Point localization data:
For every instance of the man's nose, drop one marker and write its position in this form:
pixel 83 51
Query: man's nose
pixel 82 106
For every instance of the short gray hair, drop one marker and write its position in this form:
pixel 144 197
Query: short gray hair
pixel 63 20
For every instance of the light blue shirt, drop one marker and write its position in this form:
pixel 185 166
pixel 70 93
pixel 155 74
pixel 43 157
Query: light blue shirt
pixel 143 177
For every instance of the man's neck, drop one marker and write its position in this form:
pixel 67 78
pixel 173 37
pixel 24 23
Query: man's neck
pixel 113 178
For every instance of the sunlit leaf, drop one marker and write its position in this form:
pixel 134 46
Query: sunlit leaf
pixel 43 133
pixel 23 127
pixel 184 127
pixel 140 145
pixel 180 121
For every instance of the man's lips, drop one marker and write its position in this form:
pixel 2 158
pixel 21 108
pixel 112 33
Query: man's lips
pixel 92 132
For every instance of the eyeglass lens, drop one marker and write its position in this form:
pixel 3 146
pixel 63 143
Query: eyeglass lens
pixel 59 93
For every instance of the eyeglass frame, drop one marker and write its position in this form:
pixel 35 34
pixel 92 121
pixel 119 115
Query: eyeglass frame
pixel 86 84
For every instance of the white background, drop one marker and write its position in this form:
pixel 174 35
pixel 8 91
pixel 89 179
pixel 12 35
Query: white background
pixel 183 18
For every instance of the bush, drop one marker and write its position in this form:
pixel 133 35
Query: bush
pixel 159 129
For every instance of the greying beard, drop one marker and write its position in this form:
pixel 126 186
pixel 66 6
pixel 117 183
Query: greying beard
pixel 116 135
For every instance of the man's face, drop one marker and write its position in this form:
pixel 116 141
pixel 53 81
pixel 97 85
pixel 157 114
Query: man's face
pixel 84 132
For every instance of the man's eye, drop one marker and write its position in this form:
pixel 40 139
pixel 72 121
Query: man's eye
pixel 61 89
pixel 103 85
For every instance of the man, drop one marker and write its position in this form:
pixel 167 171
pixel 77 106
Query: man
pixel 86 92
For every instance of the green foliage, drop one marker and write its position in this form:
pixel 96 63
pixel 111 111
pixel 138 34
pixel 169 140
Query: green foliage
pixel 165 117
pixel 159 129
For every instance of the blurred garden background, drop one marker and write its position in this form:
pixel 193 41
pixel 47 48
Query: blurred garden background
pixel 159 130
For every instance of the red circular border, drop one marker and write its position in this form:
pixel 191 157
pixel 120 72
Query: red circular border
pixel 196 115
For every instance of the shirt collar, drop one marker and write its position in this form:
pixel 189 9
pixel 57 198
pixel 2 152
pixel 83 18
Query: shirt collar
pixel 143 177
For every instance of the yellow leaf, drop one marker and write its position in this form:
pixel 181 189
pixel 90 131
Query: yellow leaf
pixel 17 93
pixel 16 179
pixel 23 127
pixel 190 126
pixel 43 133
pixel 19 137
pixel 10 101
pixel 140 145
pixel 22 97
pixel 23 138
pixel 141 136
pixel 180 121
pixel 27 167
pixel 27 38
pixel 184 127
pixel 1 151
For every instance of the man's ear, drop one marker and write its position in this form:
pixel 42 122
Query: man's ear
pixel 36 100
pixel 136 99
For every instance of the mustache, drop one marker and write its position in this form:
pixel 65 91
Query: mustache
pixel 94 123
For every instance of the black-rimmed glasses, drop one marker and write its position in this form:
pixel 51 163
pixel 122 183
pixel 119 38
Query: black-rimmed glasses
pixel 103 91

EXERCISE:
Could you reproduce all of the entries above exactly?

EXERCISE ANSWER:
For every instance of the man's nose, drop one marker and write its position in this form:
pixel 83 51
Query: man's nose
pixel 82 106
For every instance of the short gray hair, drop one marker and write its position in this form:
pixel 144 197
Query: short gray hair
pixel 63 20
For every instance of the light blue shirt, drop one marker and write its position in this form:
pixel 185 166
pixel 70 93
pixel 155 74
pixel 43 157
Query: light blue shirt
pixel 143 177
For every instance of the man's neck, drop one marker and write its position in this form:
pixel 67 78
pixel 173 37
pixel 24 23
Query: man's neck
pixel 113 178
For every instance of the sunlit leaf, drop one marker and write its position in this form:
pixel 134 46
Query: sunlit leaf
pixel 43 133
pixel 23 127
pixel 184 127
pixel 140 145
pixel 180 121
For every instance of the man's lips, drop one marker and write its position in this form:
pixel 2 158
pixel 21 108
pixel 112 33
Query: man's lips
pixel 92 132
For every instance of the eyeglass lens, drop one marker and write its position in this form:
pixel 3 146
pixel 63 143
Query: eyeglass lens
pixel 59 93
For every instance of the eyeglass frame, drop one marker and write its position in this form:
pixel 35 34
pixel 92 121
pixel 119 115
Query: eyeglass frame
pixel 86 84
For every instance of the white background, drop one marker and write its position in this form:
pixel 174 35
pixel 8 91
pixel 89 179
pixel 12 35
Query: white background
pixel 183 18
For every instance of the bush, drop one marker and write its position in this form:
pixel 133 35
Query: bush
pixel 159 129
For every instance of the greying beard, drop one marker and write its position in this form:
pixel 126 186
pixel 66 6
pixel 117 183
Query: greying beard
pixel 116 135
For every instance of the man's face, drop one marker and write its position in this form:
pixel 116 141
pixel 53 81
pixel 97 85
pixel 157 114
Query: man's face
pixel 84 132
For every instance of the man's eye, drop one marker and write its position in this form:
pixel 40 139
pixel 72 121
Query: man's eye
pixel 61 89
pixel 103 85
For every instance of the man, drop one marker and write its position in this form:
pixel 167 171
pixel 77 106
Query: man
pixel 86 92
For every instance of the green foliage, drop one marker and write its position in this form:
pixel 96 63
pixel 111 111
pixel 138 34
pixel 169 140
Query: green foliage
pixel 165 117
pixel 159 129
For every instance of the blurred garden background, drop one marker and write its position in this form:
pixel 193 41
pixel 47 48
Query: blurred garden background
pixel 159 130
For every instance of the red circular border, drop one marker and write its position in this form:
pixel 191 157
pixel 120 72
Query: red circular border
pixel 196 115
For every instance of the shirt collar, drop one marker and write its position in this form:
pixel 189 9
pixel 57 198
pixel 2 152
pixel 83 18
Query: shirt collar
pixel 143 177
For every instance of the yellow leaf, drop one marker and write its position in this form:
pixel 181 189
pixel 90 131
Query: yellow leaf
pixel 17 93
pixel 16 179
pixel 23 127
pixel 190 126
pixel 43 133
pixel 19 137
pixel 10 101
pixel 140 145
pixel 22 97
pixel 23 138
pixel 141 136
pixel 180 121
pixel 27 167
pixel 27 38
pixel 184 127
pixel 1 151
For every instance of the man's ear, drop one marker and write its position in this form:
pixel 42 122
Query: man's ear
pixel 36 100
pixel 136 99
For every instance of the mustache, drop one marker and write its position in this form:
pixel 65 91
Query: mustache
pixel 94 123
For every instance of the black-rimmed glasses, drop one marker and write its position in this form:
pixel 51 163
pixel 122 183
pixel 119 38
Query: black-rimmed glasses
pixel 103 91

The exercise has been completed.